» Consegna: Riscrivi le righe dei dati seguenti a partire da quella che contiene "Could you please point out the person", compresa, fino alla fine dei dati. Sostituisci "metal railing" con "steel railing", lascia invariato tutto il resto e ometti le immagini.

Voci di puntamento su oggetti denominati
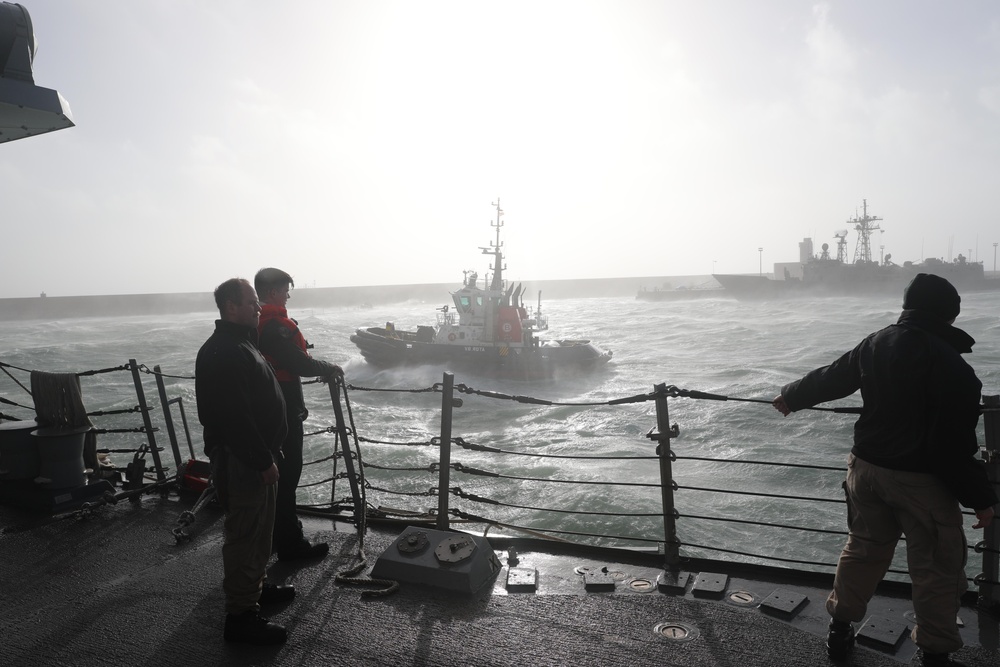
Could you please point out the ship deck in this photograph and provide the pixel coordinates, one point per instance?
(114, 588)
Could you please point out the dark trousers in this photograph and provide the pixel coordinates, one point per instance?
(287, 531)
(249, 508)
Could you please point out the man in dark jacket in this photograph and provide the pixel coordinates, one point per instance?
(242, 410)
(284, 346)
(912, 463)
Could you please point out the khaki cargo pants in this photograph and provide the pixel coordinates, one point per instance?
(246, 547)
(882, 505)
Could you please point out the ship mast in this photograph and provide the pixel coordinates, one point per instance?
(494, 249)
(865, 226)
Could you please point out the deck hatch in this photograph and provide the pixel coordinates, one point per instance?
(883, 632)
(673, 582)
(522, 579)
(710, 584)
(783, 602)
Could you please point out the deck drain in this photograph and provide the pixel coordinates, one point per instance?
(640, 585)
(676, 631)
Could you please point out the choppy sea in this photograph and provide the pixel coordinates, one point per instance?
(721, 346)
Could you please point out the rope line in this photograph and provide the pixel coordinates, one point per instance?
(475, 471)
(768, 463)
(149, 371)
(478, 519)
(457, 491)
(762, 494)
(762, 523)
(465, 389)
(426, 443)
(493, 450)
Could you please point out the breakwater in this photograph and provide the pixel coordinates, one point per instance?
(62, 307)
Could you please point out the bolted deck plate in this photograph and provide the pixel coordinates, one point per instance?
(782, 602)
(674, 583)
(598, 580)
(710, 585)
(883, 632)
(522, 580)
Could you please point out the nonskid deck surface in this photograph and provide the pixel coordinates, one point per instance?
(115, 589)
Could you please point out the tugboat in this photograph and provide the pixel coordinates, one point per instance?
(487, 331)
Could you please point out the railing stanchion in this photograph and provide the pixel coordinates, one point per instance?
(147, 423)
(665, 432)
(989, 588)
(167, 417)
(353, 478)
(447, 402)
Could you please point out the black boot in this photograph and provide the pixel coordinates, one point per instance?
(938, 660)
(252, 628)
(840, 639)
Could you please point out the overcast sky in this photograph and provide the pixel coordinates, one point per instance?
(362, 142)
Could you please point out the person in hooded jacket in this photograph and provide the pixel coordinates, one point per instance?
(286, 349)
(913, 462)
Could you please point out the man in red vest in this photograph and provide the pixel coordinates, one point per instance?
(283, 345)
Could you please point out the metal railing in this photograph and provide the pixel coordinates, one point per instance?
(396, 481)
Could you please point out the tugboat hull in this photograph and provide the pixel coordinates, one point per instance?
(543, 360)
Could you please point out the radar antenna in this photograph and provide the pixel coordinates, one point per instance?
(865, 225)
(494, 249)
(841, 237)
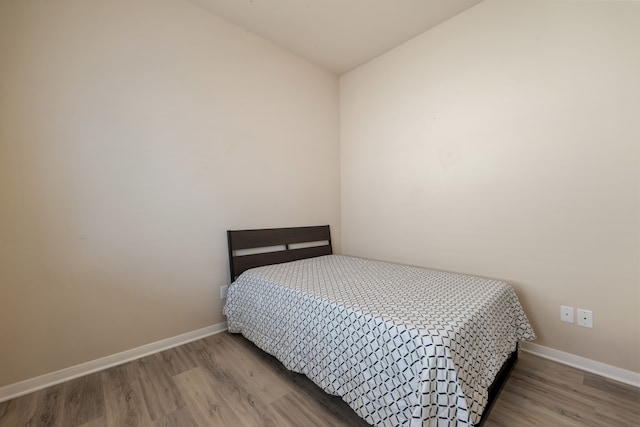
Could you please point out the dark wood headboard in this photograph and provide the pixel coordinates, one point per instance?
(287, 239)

» Risposta corretta:
Could you please point out the person in hooded jacket in this photograph and provide the pixel coordinates, one point per instance?
(286, 349)
(913, 462)
Could you please point out the man in red vest in this photograph and provide the pixel coordinates, one point per instance?
(283, 345)
Could you please point out the steel railing in this photograph and provide the pixel coordinates, one point per instance?
(396, 481)
Could you please point out the tugboat hull in this photograph and provide the pixel coordinates, one point per instance?
(543, 360)
Could you please point out the radar antenna in this photograph and provide the pixel coordinates, one point per instance?
(865, 225)
(494, 249)
(841, 237)
Could you please point out the dark wood headboard in this photograph and provide the pixel coordinates, one point per instance?
(287, 239)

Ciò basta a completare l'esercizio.